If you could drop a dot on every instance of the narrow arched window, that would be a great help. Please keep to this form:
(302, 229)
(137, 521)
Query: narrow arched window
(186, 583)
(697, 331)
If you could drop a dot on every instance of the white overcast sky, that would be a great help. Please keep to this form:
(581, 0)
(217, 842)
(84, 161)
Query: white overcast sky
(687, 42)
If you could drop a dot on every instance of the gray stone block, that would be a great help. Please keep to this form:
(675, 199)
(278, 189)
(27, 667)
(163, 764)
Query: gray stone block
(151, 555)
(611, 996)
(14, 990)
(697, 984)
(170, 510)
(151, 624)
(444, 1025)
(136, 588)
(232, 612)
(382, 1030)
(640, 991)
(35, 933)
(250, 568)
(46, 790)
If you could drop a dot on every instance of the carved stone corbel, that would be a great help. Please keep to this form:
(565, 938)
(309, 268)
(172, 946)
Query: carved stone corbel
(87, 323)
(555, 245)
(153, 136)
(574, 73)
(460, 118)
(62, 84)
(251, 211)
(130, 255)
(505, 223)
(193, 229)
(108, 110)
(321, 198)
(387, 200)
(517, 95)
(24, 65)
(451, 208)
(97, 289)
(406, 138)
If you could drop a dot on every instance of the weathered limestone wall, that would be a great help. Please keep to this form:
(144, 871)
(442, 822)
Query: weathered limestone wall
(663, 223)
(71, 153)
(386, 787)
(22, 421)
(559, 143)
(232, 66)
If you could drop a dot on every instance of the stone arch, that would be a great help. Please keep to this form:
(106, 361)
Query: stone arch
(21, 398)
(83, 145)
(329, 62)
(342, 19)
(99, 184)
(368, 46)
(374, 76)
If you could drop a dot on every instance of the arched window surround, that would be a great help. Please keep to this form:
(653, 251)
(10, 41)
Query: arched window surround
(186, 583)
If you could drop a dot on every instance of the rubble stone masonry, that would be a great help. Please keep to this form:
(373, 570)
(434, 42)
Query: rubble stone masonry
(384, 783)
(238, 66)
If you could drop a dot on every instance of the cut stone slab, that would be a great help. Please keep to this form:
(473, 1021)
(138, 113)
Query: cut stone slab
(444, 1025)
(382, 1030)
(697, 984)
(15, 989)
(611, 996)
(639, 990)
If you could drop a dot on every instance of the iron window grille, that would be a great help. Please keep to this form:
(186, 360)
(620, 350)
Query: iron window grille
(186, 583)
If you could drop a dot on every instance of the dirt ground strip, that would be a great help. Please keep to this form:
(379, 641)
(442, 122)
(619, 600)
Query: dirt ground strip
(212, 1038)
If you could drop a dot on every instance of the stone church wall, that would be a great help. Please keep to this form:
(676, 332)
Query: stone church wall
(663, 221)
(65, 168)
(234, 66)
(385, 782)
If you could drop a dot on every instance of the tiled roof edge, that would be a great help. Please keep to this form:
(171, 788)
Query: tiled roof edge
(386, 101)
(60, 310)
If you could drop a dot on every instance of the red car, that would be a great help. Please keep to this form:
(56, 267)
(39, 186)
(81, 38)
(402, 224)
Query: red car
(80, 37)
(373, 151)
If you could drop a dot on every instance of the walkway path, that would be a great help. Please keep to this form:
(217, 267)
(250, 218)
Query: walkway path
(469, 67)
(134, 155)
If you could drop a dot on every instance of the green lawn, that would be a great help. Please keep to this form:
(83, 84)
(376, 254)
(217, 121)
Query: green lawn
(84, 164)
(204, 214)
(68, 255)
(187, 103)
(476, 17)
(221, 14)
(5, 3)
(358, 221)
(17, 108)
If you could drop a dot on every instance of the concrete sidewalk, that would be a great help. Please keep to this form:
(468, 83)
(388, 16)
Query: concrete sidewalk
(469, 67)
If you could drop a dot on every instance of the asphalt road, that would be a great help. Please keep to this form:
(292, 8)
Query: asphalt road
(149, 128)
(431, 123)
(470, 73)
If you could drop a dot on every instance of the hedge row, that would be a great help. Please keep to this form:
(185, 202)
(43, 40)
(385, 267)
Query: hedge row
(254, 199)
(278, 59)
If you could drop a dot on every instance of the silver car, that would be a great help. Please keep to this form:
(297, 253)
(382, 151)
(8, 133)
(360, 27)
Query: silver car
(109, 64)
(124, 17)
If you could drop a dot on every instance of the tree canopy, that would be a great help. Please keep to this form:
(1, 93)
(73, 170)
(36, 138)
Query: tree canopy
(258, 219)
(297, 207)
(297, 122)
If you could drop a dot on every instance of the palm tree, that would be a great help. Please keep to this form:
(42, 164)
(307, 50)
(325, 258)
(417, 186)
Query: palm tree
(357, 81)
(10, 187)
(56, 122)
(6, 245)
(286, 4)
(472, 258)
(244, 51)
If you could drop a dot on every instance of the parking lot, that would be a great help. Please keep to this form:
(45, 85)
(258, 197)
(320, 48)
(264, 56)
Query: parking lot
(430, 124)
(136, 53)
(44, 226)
----
(Problem requirements): Without leaving anything out, give the entries again exactly.

(Output below):
If you could drop a dot on every instance of the narrow arched window, that would be a great help. Please keep to this form:
(302, 229)
(137, 521)
Query: narrow arched window
(186, 583)
(697, 331)
If you could drop a dot on every instance of the white overcast sky, that would be a great help. Please keep to this form:
(581, 0)
(217, 842)
(84, 161)
Query: white overcast sky
(687, 42)
If you could drop a dot on every instance of the gray stone block, that would be a great help. Please keep to this form:
(675, 199)
(278, 189)
(27, 667)
(163, 764)
Query: gray stone block
(151, 555)
(611, 996)
(14, 990)
(697, 984)
(170, 510)
(151, 624)
(444, 1025)
(136, 588)
(232, 612)
(382, 1030)
(640, 991)
(35, 933)
(250, 568)
(46, 790)
If you could drop a dot on every instance of the carved stone corbel, that would be a great help. Please keep to this form:
(565, 938)
(309, 268)
(172, 946)
Query: carved stone corbel
(87, 323)
(555, 245)
(153, 136)
(574, 73)
(460, 118)
(62, 84)
(251, 211)
(130, 255)
(505, 223)
(193, 229)
(108, 110)
(321, 198)
(387, 200)
(517, 95)
(24, 65)
(451, 208)
(97, 289)
(406, 138)
If you could drop a dot on every instance of the weathered limestone wall, that would be a great help. Please keep to this form:
(144, 871)
(442, 822)
Query: weathered limestone wall
(663, 223)
(71, 153)
(386, 787)
(22, 421)
(559, 143)
(232, 66)
If you could drop a dot on every instance of the stone arch, that would be a great help. Please keep to this form:
(106, 361)
Query: stone arch
(21, 398)
(83, 145)
(329, 62)
(342, 19)
(99, 184)
(368, 46)
(374, 76)
If you could drop a dot on every instance of the arched window surround, that would be a great help. Please keep to this form:
(653, 251)
(10, 41)
Query: arched window surround
(186, 583)
If you could drop a dot on every instance of the rubble stone masonry, that would be a great help. Please keep to this form:
(373, 570)
(434, 42)
Query: rubble stone masonry
(384, 783)
(238, 66)
If you could drop a dot on every instance of the cut stone slab, that would be a great help. Please keep to this form:
(473, 1021)
(138, 113)
Query: cut stone slab
(444, 1025)
(382, 1030)
(697, 984)
(15, 989)
(611, 996)
(639, 990)
If you could drop a dot on every instance of the iron window grille, that would be a great help. Please keep to this form:
(186, 360)
(620, 350)
Query: iron window grille
(186, 583)
If you could drop a dot on every instance of the dirt ground strip, that would be a great help. Please keep to this form:
(379, 641)
(442, 122)
(619, 600)
Query: dirt ground strip
(212, 1038)
If you could drop a dot on every instance of the stone church wall, that would be a great help. Please keep to this form:
(676, 332)
Query: stone church wall
(663, 221)
(65, 168)
(234, 66)
(385, 782)
If you could drop a dot on every instance of the tiled roof edge, that would be a great help. Please keep to this form:
(171, 788)
Query: tiled roof edge
(386, 101)
(60, 310)
If you could drop a dot on every instance of the red car, that would be a great help. Please keep to this form:
(56, 267)
(39, 186)
(81, 38)
(402, 224)
Query: red car
(80, 37)
(373, 151)
If you could drop a dot on every instance of the walkway path, that would be a great help. Please keep to this form:
(217, 267)
(250, 218)
Query: walkway path
(469, 67)
(134, 155)
If you could drop a dot on every instance of the green lawn, that would be a great help. Please keep to this form:
(83, 84)
(376, 254)
(217, 121)
Query: green lawn
(84, 164)
(204, 214)
(68, 255)
(187, 103)
(476, 17)
(221, 14)
(5, 3)
(358, 221)
(17, 108)
If you could drop a dot on every instance of the concrete sidewalk, that would be a great help. Please keep to this form:
(468, 83)
(388, 16)
Query: concrete sidewalk
(469, 67)
If you could drop a dot on every instance of the asphalt road, that would be a great help. Please keep to this form:
(292, 8)
Query: asphalt road
(149, 128)
(431, 123)
(470, 73)
If you could drop a dot on every instance of the hedge row, that would be a great help. Please keep to this form:
(185, 202)
(43, 40)
(385, 267)
Query: hedge row
(254, 199)
(278, 59)
If you could drop a dot on every instance of the silver car, that would be a great help. Please keep to this form:
(297, 253)
(382, 151)
(8, 133)
(360, 27)
Query: silver car
(109, 64)
(124, 17)
If you could drop a dot on every instance of the tree canopy, that would be a great help. Please keep to this form:
(1, 93)
(73, 170)
(36, 138)
Query: tree canopy
(258, 219)
(297, 207)
(297, 122)
If you could drop a dot on every instance of the palm tree, that would be a great help. Please keep to this form:
(42, 164)
(307, 50)
(325, 258)
(417, 186)
Query: palm tree
(357, 81)
(10, 187)
(56, 122)
(6, 245)
(286, 4)
(472, 258)
(244, 51)
If you could drop a dot on every instance of the parking lot, that would be a great help. Please keep to this form:
(45, 85)
(258, 197)
(320, 48)
(264, 56)
Query: parking lot
(430, 124)
(136, 53)
(44, 226)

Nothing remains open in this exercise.